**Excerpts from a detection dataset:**
§

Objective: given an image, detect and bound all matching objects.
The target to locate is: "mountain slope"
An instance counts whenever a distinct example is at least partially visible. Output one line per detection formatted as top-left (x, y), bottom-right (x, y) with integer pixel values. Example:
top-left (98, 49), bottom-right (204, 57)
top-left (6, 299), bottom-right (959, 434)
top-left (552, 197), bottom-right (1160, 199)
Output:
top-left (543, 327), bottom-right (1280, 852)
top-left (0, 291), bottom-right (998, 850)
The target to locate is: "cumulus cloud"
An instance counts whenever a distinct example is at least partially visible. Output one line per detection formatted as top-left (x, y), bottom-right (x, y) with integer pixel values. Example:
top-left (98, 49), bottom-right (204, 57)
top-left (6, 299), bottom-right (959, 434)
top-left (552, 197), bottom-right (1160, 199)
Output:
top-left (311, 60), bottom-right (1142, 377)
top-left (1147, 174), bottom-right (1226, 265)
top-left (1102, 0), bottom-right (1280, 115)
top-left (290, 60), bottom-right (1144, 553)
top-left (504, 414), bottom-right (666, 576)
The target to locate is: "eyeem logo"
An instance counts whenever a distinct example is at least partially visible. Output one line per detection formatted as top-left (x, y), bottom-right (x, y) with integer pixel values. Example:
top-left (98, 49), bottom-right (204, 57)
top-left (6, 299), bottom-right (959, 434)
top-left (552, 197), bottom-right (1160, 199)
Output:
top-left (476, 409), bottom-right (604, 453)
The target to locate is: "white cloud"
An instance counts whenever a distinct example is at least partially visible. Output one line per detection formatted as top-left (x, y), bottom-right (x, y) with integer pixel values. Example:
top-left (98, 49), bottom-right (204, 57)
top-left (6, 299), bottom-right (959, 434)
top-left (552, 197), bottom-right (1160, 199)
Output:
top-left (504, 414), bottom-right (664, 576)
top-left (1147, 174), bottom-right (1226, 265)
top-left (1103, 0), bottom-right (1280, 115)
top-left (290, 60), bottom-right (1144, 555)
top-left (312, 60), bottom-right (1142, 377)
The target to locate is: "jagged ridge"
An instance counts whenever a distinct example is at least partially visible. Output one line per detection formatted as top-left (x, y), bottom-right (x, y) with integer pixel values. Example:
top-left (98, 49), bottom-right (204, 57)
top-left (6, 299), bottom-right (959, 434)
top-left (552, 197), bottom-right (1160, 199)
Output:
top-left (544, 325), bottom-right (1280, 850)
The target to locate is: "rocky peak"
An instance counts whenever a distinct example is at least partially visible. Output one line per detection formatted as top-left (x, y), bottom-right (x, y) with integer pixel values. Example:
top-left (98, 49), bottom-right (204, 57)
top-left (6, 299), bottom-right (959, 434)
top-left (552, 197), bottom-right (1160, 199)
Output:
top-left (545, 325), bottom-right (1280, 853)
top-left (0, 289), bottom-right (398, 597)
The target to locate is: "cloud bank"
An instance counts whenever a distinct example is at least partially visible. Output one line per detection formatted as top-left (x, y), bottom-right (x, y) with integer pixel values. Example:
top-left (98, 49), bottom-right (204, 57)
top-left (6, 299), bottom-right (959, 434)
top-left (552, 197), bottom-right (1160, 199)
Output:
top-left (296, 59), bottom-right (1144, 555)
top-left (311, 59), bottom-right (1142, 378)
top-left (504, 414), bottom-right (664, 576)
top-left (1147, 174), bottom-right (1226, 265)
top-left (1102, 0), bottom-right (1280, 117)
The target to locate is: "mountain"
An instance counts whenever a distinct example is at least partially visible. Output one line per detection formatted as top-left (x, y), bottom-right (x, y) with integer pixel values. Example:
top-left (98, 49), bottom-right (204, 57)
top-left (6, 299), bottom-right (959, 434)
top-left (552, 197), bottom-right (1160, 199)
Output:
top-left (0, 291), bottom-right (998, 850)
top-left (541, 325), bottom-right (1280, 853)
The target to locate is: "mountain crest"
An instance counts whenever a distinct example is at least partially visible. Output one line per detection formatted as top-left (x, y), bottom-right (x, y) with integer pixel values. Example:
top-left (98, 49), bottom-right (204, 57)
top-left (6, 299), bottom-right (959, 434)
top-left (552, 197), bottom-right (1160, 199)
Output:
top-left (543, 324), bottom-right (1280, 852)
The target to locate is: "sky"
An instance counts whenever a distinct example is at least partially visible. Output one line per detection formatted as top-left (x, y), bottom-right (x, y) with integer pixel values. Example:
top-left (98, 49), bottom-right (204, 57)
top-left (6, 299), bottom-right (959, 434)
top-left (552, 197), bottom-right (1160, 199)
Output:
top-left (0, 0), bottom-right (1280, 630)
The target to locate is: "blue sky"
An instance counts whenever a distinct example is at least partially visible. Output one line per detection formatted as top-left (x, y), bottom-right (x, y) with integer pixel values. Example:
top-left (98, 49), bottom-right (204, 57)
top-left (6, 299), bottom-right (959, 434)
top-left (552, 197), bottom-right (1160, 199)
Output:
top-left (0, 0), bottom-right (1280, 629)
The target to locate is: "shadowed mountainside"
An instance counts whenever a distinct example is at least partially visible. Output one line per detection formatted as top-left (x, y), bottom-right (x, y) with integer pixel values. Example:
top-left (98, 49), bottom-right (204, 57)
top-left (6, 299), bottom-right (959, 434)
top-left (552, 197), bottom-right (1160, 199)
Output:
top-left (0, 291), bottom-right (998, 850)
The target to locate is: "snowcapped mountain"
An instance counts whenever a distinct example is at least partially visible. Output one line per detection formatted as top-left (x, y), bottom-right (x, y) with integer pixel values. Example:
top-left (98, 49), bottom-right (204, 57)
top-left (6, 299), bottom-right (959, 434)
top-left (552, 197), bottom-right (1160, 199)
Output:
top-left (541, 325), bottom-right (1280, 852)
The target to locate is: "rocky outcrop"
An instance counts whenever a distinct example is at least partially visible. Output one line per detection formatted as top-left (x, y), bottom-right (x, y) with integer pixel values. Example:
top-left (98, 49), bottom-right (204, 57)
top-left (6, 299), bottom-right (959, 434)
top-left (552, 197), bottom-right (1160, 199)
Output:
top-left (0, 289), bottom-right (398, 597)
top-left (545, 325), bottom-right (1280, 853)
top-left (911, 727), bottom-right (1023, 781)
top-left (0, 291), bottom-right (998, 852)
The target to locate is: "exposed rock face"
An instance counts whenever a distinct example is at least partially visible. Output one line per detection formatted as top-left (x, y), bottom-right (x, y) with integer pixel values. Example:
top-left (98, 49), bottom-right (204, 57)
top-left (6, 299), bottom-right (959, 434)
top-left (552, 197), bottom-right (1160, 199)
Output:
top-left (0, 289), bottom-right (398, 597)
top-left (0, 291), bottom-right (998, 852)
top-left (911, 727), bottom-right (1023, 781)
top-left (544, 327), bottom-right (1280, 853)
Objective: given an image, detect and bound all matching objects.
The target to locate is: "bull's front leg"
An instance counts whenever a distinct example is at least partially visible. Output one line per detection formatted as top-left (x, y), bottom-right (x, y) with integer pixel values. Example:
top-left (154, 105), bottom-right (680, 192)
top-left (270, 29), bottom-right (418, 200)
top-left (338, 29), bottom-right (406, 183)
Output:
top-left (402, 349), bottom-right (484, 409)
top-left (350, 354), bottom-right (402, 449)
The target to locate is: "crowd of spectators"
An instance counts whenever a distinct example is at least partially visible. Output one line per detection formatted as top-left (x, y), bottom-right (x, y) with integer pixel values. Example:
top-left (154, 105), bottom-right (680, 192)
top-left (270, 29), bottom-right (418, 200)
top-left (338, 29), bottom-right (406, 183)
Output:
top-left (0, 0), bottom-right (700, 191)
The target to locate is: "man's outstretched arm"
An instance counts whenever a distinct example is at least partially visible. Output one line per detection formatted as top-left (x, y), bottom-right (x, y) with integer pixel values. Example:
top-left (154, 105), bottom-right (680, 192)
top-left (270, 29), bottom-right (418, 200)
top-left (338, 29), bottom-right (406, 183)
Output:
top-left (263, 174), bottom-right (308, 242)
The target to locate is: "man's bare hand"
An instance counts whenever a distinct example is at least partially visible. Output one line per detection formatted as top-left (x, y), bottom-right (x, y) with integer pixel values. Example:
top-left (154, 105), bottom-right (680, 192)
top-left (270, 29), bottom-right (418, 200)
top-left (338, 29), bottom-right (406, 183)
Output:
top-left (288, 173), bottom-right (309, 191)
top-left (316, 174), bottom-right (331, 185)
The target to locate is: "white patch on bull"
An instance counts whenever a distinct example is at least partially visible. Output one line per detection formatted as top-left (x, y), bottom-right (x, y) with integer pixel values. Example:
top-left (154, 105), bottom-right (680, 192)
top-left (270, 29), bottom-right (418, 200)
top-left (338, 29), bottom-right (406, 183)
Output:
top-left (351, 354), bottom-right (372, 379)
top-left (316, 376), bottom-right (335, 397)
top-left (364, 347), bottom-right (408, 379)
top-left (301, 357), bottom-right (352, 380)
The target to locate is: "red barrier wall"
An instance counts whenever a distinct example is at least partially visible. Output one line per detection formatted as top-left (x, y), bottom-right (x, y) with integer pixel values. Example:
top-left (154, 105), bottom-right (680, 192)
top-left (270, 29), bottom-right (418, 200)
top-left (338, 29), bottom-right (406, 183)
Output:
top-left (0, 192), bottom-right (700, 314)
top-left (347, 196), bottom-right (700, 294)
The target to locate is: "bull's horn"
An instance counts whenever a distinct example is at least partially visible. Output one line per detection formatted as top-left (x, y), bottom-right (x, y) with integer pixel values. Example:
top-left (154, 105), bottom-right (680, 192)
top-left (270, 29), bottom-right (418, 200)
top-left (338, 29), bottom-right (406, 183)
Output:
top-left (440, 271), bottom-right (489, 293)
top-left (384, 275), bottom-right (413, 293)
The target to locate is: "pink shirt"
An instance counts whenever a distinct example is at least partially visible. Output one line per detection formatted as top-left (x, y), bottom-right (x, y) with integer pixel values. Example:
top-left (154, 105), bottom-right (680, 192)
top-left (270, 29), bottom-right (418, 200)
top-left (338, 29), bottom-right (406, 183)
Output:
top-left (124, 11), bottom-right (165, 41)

§

**Aim:**
Extract every line of the data above that contains the string "cloud", copying each line in full.

**Task response:**
The target to locate is: "cumulus cloud"
The target to locate is: "white cloud"
The target to locate is: "cloud bank"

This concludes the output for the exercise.